#### WHAT NEEDS TO BE DONE
Write out exactly the lines running from the one that contains "pin: the yellow" through the end of the material.

═════ WORKING DATA

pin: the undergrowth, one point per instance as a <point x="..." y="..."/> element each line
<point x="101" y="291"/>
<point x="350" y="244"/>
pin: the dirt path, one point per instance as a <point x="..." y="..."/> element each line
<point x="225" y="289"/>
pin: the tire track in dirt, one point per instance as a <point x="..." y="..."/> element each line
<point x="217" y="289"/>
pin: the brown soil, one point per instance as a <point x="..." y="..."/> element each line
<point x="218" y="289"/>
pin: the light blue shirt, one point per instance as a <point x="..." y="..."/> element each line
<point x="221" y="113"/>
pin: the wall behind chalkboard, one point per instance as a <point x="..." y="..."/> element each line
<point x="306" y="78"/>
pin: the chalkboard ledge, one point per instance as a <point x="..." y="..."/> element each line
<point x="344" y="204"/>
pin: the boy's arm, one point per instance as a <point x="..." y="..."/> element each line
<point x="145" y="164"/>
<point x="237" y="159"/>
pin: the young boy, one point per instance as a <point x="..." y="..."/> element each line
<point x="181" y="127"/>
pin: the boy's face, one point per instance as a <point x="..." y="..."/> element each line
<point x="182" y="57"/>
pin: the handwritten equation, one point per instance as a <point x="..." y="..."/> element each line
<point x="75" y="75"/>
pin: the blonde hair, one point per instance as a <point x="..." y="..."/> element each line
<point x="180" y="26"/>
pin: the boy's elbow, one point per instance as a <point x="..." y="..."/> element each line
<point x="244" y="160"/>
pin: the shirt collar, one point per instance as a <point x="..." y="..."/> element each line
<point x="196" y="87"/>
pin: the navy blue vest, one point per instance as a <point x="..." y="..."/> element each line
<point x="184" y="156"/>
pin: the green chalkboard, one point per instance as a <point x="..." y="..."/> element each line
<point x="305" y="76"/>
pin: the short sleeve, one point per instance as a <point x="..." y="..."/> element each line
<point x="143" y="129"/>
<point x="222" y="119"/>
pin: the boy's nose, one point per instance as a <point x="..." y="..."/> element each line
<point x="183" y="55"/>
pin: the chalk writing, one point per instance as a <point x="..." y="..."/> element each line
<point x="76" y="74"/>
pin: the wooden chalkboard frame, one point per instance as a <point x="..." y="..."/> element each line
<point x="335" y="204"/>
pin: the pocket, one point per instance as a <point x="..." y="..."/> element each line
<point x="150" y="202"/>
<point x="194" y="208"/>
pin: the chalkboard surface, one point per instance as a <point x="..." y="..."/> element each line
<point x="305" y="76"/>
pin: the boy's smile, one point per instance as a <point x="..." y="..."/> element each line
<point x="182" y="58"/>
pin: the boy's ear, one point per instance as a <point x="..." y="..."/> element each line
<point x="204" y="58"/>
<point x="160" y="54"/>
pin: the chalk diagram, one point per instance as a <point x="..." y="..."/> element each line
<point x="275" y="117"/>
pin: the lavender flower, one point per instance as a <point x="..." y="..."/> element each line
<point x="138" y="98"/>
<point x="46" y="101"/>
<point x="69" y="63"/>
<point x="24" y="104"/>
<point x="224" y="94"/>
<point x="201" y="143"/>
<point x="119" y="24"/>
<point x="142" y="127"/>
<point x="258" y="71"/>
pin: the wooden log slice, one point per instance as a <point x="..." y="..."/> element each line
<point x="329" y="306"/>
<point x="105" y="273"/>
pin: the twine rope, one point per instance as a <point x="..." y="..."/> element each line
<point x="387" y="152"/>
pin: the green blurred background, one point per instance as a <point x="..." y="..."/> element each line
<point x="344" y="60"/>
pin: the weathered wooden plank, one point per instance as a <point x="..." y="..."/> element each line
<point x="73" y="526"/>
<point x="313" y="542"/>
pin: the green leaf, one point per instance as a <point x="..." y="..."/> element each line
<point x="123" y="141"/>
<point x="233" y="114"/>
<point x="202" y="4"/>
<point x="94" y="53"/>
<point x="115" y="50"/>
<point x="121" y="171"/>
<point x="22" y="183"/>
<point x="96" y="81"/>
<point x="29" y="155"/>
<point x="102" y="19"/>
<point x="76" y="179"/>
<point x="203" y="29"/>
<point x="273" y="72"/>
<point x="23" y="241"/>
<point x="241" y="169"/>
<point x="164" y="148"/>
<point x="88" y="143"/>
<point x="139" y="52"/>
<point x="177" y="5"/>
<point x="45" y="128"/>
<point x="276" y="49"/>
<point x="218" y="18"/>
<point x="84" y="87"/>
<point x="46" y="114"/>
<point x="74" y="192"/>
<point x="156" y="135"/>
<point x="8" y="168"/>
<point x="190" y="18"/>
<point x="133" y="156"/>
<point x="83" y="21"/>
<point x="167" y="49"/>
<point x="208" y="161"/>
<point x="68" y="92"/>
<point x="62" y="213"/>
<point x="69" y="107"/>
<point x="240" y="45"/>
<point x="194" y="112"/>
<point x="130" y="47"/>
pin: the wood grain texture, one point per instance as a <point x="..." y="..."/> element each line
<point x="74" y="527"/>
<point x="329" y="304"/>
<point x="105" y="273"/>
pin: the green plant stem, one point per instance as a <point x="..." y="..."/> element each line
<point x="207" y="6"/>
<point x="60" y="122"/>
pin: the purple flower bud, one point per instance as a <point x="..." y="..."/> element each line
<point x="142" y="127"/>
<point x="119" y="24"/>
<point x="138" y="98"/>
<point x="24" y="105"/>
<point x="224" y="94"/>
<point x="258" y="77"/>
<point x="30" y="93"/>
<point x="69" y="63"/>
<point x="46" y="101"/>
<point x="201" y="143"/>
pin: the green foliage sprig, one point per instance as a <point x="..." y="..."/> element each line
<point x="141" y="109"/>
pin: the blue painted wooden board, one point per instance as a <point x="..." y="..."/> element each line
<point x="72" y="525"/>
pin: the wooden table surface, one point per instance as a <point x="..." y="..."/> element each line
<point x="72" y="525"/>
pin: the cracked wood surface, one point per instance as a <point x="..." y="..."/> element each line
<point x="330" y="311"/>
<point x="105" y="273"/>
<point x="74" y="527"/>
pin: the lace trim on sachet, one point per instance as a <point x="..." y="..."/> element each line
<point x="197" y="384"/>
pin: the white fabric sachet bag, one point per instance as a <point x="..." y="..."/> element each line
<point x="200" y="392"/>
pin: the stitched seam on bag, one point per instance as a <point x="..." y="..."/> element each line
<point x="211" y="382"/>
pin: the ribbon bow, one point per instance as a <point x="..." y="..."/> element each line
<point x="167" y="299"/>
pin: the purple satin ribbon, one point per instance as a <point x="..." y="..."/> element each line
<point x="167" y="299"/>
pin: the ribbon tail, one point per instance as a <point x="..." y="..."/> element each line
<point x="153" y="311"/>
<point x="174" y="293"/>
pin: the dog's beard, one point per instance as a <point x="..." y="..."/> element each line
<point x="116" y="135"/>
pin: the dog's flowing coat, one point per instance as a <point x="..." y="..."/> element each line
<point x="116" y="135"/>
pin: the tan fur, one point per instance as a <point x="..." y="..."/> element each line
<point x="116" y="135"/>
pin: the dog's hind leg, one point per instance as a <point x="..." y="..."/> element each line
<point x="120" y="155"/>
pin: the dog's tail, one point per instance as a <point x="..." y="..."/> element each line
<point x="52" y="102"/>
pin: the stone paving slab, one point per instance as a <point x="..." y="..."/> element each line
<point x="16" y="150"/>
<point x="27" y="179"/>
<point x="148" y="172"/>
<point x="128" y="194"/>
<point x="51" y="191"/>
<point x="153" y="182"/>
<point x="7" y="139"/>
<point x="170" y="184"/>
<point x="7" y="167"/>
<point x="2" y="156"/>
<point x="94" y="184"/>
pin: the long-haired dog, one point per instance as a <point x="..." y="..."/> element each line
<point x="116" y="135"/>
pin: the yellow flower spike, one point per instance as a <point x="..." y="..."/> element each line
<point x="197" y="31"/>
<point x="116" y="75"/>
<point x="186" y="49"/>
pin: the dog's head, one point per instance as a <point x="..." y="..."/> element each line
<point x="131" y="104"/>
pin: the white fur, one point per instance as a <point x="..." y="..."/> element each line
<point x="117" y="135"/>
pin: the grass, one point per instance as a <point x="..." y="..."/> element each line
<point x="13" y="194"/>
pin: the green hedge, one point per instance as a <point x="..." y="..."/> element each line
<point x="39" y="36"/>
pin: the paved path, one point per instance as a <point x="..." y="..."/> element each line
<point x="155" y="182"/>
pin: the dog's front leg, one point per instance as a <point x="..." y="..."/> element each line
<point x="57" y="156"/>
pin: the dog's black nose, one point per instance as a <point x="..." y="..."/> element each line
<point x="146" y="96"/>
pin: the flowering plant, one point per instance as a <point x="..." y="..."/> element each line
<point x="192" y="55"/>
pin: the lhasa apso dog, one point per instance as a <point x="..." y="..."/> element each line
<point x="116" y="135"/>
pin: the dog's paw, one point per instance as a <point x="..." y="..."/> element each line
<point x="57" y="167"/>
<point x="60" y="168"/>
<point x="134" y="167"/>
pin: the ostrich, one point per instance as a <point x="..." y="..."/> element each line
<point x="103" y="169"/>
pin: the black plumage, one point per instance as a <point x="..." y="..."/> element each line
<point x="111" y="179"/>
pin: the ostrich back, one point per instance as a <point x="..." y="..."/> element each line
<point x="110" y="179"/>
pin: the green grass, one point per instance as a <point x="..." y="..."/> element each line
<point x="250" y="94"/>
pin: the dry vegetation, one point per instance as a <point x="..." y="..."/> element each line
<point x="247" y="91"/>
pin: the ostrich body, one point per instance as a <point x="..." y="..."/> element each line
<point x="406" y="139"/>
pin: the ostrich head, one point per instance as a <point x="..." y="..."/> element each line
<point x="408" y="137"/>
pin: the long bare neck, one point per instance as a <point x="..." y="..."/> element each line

══════════

#### THE RESPONSE
pin: the yellow flower spike, one point per instance as a <point x="..." y="..."/> element each line
<point x="197" y="31"/>
<point x="116" y="75"/>
<point x="186" y="49"/>
pin: the dog's head, one point per instance as a <point x="..." y="..."/> element each line
<point x="131" y="104"/>
pin: the white fur, one point per instance as a <point x="..." y="..."/> element each line
<point x="117" y="135"/>
pin: the grass, one point per instance as a <point x="..." y="..."/> element each line
<point x="13" y="194"/>
pin: the green hedge, one point per instance as a <point x="..." y="..."/> element each line
<point x="39" y="36"/>
pin: the paved path, one point per instance as a <point x="..." y="..."/> element each line
<point x="155" y="182"/>
pin: the dog's front leg, one point per instance as a <point x="..." y="..."/> element each line
<point x="57" y="156"/>
pin: the dog's black nose, one point per instance as a <point x="..." y="..."/> element each line
<point x="146" y="96"/>
pin: the flowering plant, one point per instance as a <point x="..." y="..."/> element each line
<point x="192" y="55"/>
pin: the lhasa apso dog, one point per instance as a <point x="..." y="..."/> element each line
<point x="116" y="135"/>
pin: the dog's paw, one point per instance as a <point x="..." y="..."/> element each line
<point x="57" y="167"/>
<point x="60" y="168"/>
<point x="134" y="167"/>
pin: the ostrich, one point per instance as a <point x="..." y="..."/> element each line
<point x="103" y="169"/>
pin: the black plumage, one point per instance as a <point x="..." y="..."/> element each line
<point x="111" y="179"/>
pin: the ostrich back, one point per instance as a <point x="..." y="..."/> element each line
<point x="110" y="179"/>
pin: the green grass, one point per instance as a <point x="..." y="..."/> element each line
<point x="250" y="94"/>
pin: the dry vegetation, one point per instance as a <point x="..." y="..."/> element each line
<point x="247" y="91"/>
pin: the ostrich body, one point per instance as a <point x="..." y="..."/> element each line
<point x="406" y="139"/>
pin: the ostrich head, one point per instance as a <point x="..." y="..."/> element each line
<point x="408" y="137"/>
pin: the long bare neck, one point per instance as a <point x="..." y="..."/> element each line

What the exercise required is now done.